Note: If the network is large, it poses a load on the key server to send unicast rekey messages and process the acknowledgements received from every group member.
The key server maintains all the registered group members in the database and tracks the number of rekeys sent and acknowledged per group member. This also helps to troubleshoot any issues with a specific group member.
Group Rekey Using Multicast Transport
To use multicast transport, the entire network must be multicast-capable, including the MPLS/IP core. That is to say, multicast VPN (mVPN) is required in the MPLS core. To understand more about mVPN, please visit the link provided in the References section.
When it is time for the key server to send out rekeys to the group members, it sends out a single rekey packet to the core and the core does the replication for all the group members. Since there is no acknowledgement sent by the group member, it is recommended to retransmit the rekeys an additional 2 or 3 times during every rekey period. Using multicast transport is efficient and highly recommended for a larger network as it uses the multicast replication provided by the core. In turn, it reduces the load on the key server to process the rekey messages for each group member and the acknowledgements received from every group member. Moreover, the group member does not send any acknowledgements as required in the unicast transport mechanism.
Note: If the network is large and a small part of the network is not multicast-capable, the customer can still use the multicast transport mechanism for rekeying. This will cause that small set of group members to re-register, but this poses a little load on the key server when compared to the load the key server will have if the entire network is using unicast transport. Each unicast group member forced to re-register will do so before the current group key expires. This avoids any loss of data traffic.
Group Member Access Control List
Group member access control lists (ACLs) are optionally required on selective group members to permit exceptions to the key server policy. Ideally, the use cases for this ACL are to permit routing protocol packets and any other control traffic between the customer edge and provider edge routers unencrypted or to allow unencrypted traffic between the key server and the group member due to the network topology and addressing. The ACL must contain only "deny" statements to allow the specified traffic to go in the clear text; "permit" statements are not allowed. To help understand the usage, a group member ACL is deployed in this configuration.
Cooperative Key Server
This feature of Cisco IOS GET VPN synchronizes the policies and keys distributed by several cooperating key servers deployed in the network. There can be a maximum of 8 key servers. Only one key server can act as the primary, which coordinates the actions of the group. The key servers can be placed anywhere within the enterprise network as long as they are reachable. There are two reasons for keeping multiple key servers: so the group member can register with the nearest key server, and for key server redundancy.
From the key server perspective, if the primary key server goes offline due to network partition or device failure, one of the remaining key servers will assume the role of primary based on an election and start distributing the rekeys. The election of the primary key server is based on the highest priority, which is configurable. In case of more than one key server having the same highest priority, the election is based on the highest IP address. However, if the previous primary key server comes back online, it will only assume the role of secondary. It will not immediately become the primary again. In case of a network partition, it is quite possible that two or more key servers may function as the standalone primaries. Hence during the network rejoin, a new primary is selected for the network. It is a rare case scenario for all 8 key servers to become primaries and involved in a network rejoin.
Note: Rekey configuration, policies defined, and anti-replay configurations must be identical in all key servers.

Stated exercise a
In the records, rewrite the part that opens with the line containing "For every instance of the sneaker, set" and closes with the line containing "x=351 y=207" as a JSON list of strings, one string per line, with blank lines left out.
The passage and the records are unrelated to each other.

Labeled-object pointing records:
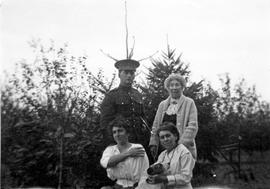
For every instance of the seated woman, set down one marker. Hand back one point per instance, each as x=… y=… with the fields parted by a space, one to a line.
x=125 y=162
x=176 y=159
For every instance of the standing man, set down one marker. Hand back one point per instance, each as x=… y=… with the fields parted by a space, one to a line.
x=126 y=101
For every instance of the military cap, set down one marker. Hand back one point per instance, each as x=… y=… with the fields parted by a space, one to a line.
x=127 y=64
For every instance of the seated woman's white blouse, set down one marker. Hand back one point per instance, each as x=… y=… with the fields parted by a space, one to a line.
x=181 y=163
x=128 y=171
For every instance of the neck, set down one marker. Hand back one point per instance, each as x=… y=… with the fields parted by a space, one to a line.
x=123 y=146
x=125 y=86
x=176 y=98
x=171 y=149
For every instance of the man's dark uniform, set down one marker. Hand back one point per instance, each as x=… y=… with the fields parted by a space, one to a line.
x=127 y=102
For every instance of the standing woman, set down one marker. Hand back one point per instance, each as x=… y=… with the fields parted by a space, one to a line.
x=124 y=162
x=176 y=159
x=181 y=111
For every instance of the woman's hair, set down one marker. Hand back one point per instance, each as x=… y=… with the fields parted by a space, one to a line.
x=169 y=126
x=174 y=76
x=120 y=121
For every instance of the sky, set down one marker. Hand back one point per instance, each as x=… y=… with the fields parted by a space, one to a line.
x=214 y=36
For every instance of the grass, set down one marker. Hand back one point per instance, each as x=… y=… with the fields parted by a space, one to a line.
x=254 y=174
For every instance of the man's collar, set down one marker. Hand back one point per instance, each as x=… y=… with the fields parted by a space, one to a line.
x=125 y=88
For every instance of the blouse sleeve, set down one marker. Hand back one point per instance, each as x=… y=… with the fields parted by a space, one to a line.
x=191 y=128
x=184 y=175
x=108 y=152
x=154 y=137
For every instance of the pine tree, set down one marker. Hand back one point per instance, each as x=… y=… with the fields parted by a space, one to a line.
x=204 y=96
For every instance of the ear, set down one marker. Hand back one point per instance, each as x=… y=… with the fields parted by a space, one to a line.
x=119 y=73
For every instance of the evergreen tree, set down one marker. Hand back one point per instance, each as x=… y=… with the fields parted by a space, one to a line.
x=204 y=96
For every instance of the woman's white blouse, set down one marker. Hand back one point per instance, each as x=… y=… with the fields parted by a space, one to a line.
x=173 y=107
x=128 y=171
x=181 y=163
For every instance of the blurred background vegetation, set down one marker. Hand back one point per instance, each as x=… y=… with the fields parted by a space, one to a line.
x=50 y=133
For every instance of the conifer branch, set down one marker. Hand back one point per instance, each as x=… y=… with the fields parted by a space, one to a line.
x=108 y=55
x=148 y=57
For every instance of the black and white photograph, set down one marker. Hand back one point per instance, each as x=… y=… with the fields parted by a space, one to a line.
x=135 y=94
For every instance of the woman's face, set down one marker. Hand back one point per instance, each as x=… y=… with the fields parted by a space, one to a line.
x=175 y=89
x=120 y=135
x=167 y=139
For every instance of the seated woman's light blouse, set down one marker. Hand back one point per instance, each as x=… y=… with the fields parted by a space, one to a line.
x=128 y=171
x=181 y=164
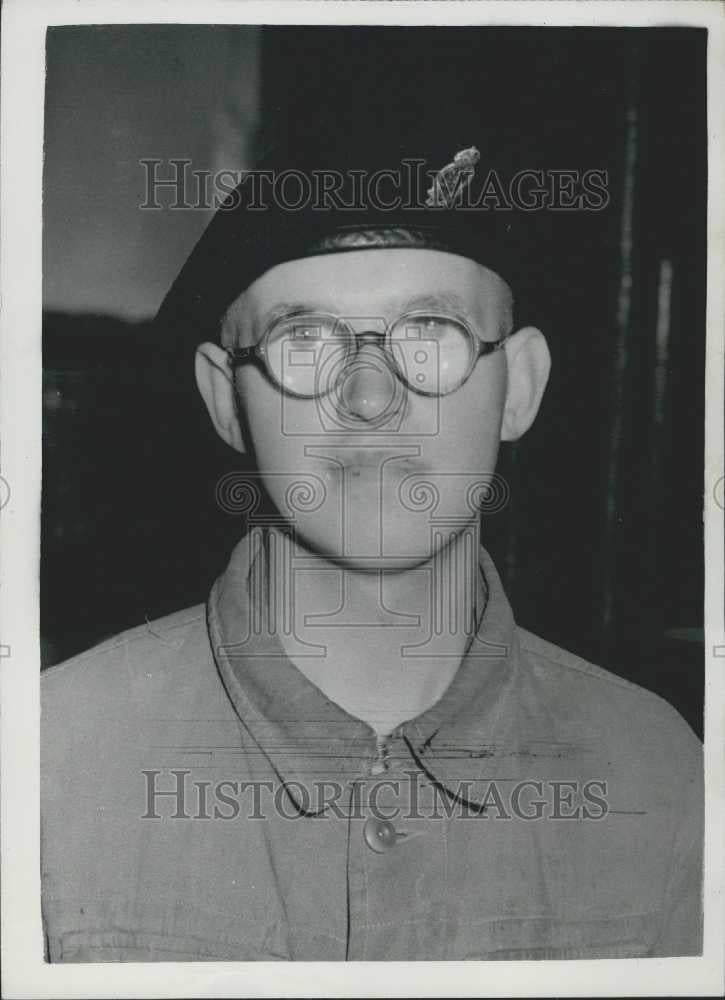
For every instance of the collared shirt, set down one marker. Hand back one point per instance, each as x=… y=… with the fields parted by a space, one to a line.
x=203 y=800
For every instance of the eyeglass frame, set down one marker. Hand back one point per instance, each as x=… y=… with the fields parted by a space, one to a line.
x=257 y=353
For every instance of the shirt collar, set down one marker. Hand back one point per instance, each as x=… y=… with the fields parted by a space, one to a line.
x=308 y=738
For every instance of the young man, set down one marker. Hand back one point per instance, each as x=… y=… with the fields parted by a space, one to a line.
x=352 y=752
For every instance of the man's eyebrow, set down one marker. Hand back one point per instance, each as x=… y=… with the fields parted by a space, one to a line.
x=436 y=301
x=290 y=309
x=439 y=301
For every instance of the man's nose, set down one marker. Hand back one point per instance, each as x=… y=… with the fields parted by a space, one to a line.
x=368 y=389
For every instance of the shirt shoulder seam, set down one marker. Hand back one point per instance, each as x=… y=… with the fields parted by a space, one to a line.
x=125 y=639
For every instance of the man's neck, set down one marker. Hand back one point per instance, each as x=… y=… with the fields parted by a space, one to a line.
x=383 y=644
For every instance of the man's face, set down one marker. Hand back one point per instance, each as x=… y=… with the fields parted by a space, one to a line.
x=385 y=475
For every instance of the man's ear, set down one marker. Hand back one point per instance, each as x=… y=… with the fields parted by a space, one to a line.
x=215 y=382
x=529 y=363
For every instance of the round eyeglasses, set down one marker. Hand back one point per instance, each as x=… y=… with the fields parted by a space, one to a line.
x=307 y=355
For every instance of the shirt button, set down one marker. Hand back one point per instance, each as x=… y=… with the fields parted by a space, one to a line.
x=380 y=835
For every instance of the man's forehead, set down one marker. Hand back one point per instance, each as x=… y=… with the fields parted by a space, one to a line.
x=375 y=283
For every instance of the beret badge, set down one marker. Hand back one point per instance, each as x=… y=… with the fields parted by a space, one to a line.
x=452 y=179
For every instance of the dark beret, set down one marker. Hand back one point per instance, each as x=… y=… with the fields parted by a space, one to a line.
x=353 y=186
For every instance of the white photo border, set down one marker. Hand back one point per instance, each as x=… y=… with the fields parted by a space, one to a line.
x=25 y=972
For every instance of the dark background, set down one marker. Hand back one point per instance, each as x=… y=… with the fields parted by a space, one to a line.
x=601 y=546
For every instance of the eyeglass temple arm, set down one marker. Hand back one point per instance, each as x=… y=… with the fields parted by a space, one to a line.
x=489 y=346
x=245 y=355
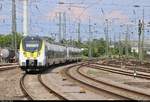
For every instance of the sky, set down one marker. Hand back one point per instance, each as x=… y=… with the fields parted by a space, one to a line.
x=44 y=19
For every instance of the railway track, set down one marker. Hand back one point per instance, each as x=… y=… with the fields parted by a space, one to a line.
x=24 y=89
x=9 y=66
x=129 y=67
x=51 y=90
x=30 y=95
x=120 y=92
x=120 y=71
x=88 y=85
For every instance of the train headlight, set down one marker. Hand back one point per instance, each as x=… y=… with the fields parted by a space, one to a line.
x=23 y=63
x=39 y=53
x=40 y=64
x=24 y=53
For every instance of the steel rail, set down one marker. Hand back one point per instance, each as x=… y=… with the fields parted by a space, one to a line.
x=51 y=90
x=130 y=91
x=24 y=89
x=123 y=72
x=67 y=73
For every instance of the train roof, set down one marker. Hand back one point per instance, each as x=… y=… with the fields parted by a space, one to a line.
x=55 y=47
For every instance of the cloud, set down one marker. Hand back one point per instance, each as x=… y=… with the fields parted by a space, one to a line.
x=74 y=12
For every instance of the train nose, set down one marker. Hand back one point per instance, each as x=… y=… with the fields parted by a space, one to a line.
x=31 y=62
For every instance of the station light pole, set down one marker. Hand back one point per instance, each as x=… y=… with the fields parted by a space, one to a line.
x=25 y=17
x=14 y=38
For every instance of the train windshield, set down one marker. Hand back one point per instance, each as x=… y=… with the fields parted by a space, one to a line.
x=32 y=45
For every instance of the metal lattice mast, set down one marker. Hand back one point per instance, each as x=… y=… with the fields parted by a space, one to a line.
x=14 y=38
x=25 y=17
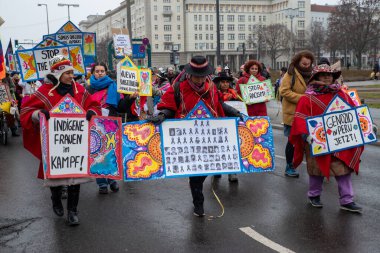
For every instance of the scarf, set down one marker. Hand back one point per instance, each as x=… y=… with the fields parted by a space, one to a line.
x=319 y=88
x=113 y=97
x=197 y=87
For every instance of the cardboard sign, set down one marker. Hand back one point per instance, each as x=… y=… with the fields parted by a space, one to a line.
x=255 y=91
x=238 y=105
x=197 y=145
x=337 y=130
x=34 y=63
x=131 y=79
x=121 y=42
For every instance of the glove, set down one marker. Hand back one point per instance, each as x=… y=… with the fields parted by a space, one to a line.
x=46 y=113
x=157 y=119
x=89 y=114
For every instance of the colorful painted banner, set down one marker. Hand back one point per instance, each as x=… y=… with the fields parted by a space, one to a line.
x=105 y=148
x=197 y=145
x=73 y=147
x=131 y=79
x=71 y=35
x=341 y=127
x=34 y=63
x=255 y=91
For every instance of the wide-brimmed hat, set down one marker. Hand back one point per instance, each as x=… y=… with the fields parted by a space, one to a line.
x=222 y=76
x=199 y=66
x=324 y=68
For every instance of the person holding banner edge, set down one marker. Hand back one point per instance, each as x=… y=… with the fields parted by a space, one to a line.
x=322 y=88
x=58 y=83
x=190 y=87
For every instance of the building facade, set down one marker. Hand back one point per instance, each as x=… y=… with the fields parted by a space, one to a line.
x=189 y=26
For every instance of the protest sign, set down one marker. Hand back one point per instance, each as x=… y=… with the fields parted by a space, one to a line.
x=197 y=145
x=255 y=91
x=238 y=105
x=337 y=130
x=131 y=79
x=69 y=34
x=34 y=63
x=121 y=42
x=105 y=147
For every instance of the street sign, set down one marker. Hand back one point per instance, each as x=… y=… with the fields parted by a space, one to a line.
x=136 y=52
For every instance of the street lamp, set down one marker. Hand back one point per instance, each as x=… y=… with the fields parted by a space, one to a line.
x=68 y=7
x=47 y=15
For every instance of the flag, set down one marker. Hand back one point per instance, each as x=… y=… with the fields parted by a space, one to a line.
x=2 y=63
x=8 y=52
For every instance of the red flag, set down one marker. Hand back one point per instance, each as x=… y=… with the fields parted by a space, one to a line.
x=2 y=63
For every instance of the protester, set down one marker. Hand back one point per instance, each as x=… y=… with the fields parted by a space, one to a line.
x=293 y=87
x=224 y=83
x=58 y=84
x=253 y=68
x=192 y=86
x=104 y=90
x=320 y=91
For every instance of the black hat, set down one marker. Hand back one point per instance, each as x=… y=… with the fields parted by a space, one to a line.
x=199 y=66
x=222 y=76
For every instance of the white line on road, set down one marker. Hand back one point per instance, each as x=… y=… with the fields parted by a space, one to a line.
x=262 y=239
x=283 y=157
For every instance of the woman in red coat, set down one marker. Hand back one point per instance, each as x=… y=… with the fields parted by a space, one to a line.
x=57 y=85
x=253 y=68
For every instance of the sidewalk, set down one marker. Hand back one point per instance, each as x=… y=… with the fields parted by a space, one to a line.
x=274 y=109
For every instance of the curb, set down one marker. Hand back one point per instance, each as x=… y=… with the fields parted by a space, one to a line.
x=281 y=127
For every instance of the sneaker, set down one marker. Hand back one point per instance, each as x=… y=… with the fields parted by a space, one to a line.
x=199 y=211
x=290 y=171
x=114 y=187
x=103 y=190
x=233 y=178
x=316 y=201
x=351 y=207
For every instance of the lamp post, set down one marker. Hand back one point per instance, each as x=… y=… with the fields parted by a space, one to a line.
x=291 y=13
x=68 y=7
x=47 y=16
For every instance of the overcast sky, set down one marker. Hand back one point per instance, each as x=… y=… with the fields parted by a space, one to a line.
x=26 y=21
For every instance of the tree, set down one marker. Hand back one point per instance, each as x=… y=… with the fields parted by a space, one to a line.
x=317 y=38
x=357 y=21
x=276 y=37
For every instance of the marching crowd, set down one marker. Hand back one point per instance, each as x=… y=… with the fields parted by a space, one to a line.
x=305 y=89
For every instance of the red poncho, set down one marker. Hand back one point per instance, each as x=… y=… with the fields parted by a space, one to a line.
x=41 y=100
x=189 y=98
x=313 y=105
x=259 y=109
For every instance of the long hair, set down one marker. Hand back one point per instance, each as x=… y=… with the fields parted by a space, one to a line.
x=297 y=58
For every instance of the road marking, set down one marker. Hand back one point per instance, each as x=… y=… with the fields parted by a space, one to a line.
x=262 y=239
x=283 y=157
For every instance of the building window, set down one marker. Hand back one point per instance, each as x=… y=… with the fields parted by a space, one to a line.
x=167 y=37
x=301 y=4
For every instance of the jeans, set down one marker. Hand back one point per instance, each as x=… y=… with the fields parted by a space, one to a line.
x=104 y=182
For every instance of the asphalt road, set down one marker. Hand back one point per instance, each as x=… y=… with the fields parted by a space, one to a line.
x=156 y=216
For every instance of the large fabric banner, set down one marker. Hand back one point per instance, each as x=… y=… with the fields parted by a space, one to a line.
x=197 y=145
x=341 y=127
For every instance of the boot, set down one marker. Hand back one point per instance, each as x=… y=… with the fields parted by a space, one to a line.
x=198 y=198
x=56 y=193
x=290 y=171
x=72 y=204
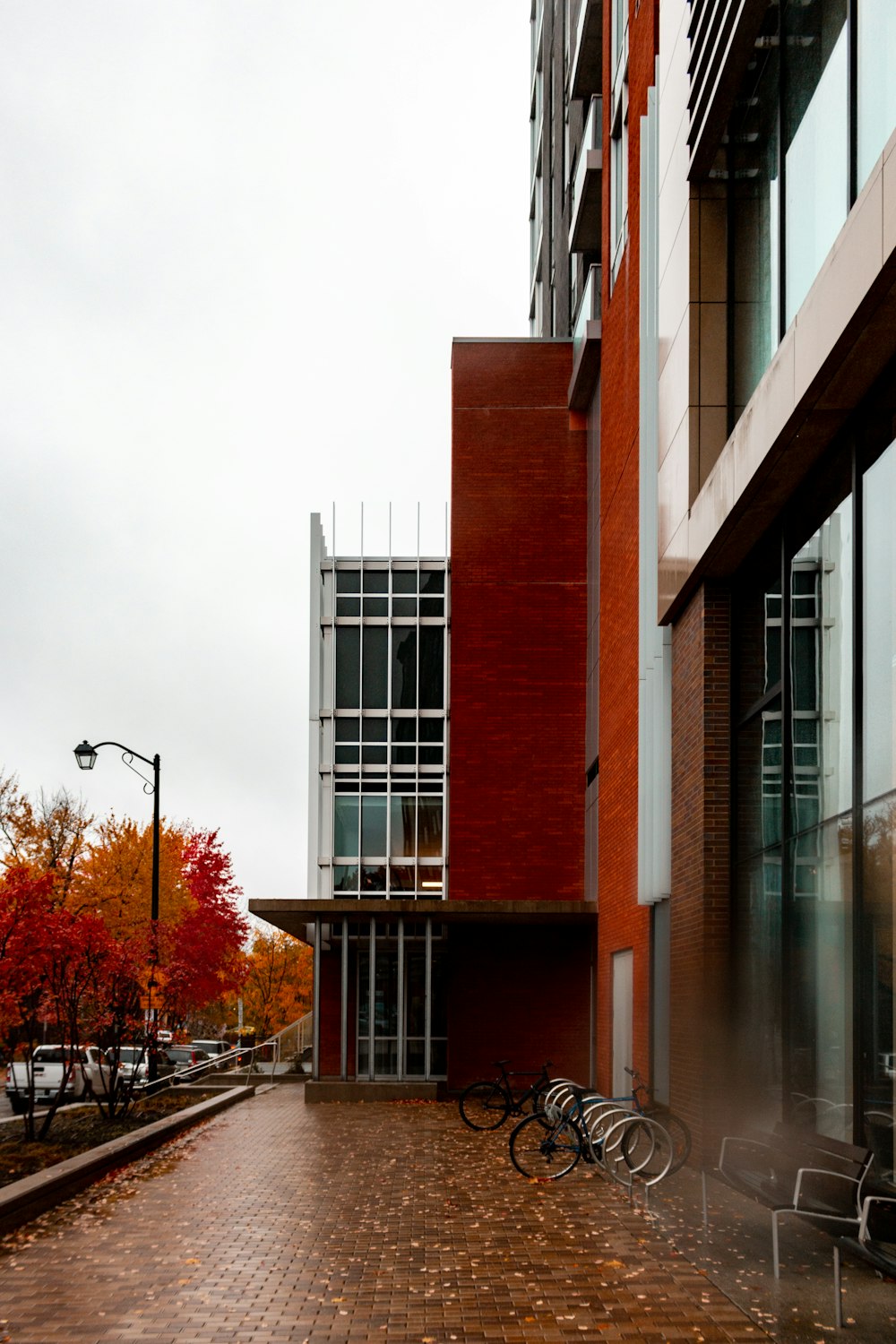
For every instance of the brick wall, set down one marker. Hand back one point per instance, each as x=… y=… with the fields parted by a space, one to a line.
x=519 y=615
x=700 y=862
x=519 y=992
x=622 y=924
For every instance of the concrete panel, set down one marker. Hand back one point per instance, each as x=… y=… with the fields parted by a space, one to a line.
x=888 y=185
x=675 y=190
x=713 y=355
x=840 y=287
x=673 y=38
x=675 y=475
x=675 y=284
x=675 y=569
x=673 y=387
x=769 y=410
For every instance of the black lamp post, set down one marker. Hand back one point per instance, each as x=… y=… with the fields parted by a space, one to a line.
x=86 y=758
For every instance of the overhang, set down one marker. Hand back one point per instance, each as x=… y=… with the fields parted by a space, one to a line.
x=295 y=917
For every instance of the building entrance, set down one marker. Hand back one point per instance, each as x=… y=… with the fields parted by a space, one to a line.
x=394 y=999
x=405 y=983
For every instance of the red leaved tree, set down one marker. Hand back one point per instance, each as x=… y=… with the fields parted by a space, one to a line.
x=203 y=954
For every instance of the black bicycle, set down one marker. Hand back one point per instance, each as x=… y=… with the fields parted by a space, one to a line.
x=487 y=1105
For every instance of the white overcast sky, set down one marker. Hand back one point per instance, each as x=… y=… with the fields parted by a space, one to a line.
x=237 y=238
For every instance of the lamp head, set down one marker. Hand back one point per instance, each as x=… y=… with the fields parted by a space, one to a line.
x=85 y=755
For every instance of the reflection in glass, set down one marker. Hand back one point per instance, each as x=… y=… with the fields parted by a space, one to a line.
x=821 y=655
x=402 y=876
x=374 y=824
x=375 y=682
x=346 y=814
x=879 y=946
x=876 y=81
x=759 y=1012
x=403 y=823
x=429 y=823
x=879 y=586
x=373 y=879
x=820 y=981
x=403 y=668
x=815 y=140
x=759 y=781
x=346 y=878
x=349 y=667
x=753 y=175
x=432 y=667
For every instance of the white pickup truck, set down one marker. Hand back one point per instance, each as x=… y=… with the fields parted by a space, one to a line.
x=48 y=1064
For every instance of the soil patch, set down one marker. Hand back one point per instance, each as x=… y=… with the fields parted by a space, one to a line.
x=77 y=1131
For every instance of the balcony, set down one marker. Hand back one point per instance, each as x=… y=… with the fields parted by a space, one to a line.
x=584 y=212
x=586 y=343
x=589 y=42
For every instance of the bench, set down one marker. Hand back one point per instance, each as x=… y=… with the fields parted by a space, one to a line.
x=799 y=1175
x=874 y=1242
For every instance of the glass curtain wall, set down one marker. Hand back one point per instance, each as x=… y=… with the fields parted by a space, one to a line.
x=799 y=145
x=389 y=731
x=409 y=1026
x=815 y=812
x=879 y=803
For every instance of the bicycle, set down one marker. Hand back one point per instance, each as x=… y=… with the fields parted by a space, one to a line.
x=487 y=1104
x=675 y=1126
x=578 y=1125
x=624 y=1136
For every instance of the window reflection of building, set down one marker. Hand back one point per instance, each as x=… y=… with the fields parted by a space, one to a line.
x=798 y=150
x=802 y=895
x=387 y=636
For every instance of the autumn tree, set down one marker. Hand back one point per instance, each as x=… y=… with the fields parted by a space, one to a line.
x=26 y=906
x=202 y=954
x=116 y=875
x=279 y=981
x=48 y=836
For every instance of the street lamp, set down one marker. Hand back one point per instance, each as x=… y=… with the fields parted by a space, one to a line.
x=86 y=758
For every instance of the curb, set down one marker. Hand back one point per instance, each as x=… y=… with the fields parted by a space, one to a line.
x=24 y=1199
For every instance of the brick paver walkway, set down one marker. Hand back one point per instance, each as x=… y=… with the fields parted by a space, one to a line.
x=280 y=1222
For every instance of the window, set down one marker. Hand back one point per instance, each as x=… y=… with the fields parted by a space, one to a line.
x=814 y=840
x=798 y=147
x=387 y=777
x=619 y=136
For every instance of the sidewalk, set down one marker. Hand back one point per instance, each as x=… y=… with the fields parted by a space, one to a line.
x=280 y=1222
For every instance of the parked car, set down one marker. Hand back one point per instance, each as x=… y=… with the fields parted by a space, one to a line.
x=177 y=1059
x=99 y=1070
x=217 y=1048
x=50 y=1064
x=134 y=1064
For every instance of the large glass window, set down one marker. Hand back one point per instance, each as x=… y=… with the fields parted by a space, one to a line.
x=389 y=762
x=879 y=803
x=349 y=667
x=405 y=668
x=753 y=177
x=788 y=161
x=815 y=140
x=814 y=857
x=876 y=62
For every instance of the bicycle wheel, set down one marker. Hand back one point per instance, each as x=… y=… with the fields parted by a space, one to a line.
x=646 y=1152
x=546 y=1155
x=678 y=1134
x=484 y=1105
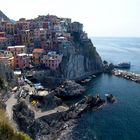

Stated exercise b
Reproduce the part of the GET VPN passage that opens with the words "The key server maintains" and closes with "the References section.", updating "multicast-capable" to "multicast-enabled".

Worked solution a
[
  "For every instance of the sneaker, set down one marker. Hand back one point per instance, each as x=… y=… with the fields parted by a space, one to a line.",
  "x=199 y=211",
  "x=290 y=171",
  "x=114 y=187",
  "x=103 y=190",
  "x=233 y=178",
  "x=316 y=201",
  "x=351 y=207"
]

Worked solution b
The key server maintains all the registered group members in the database and tracks the number of rekeys sent and acknowledged per group member. This also helps to troubleshoot any issues with a specific group member.
Group Rekey Using Multicast Transport
To use multicast transport, the entire network must be multicast-enabled, including the MPLS/IP core. That is to say, multicast VPN (mVPN) is required in the MPLS core. To understand more about mVPN, please visit the link provided in the References section.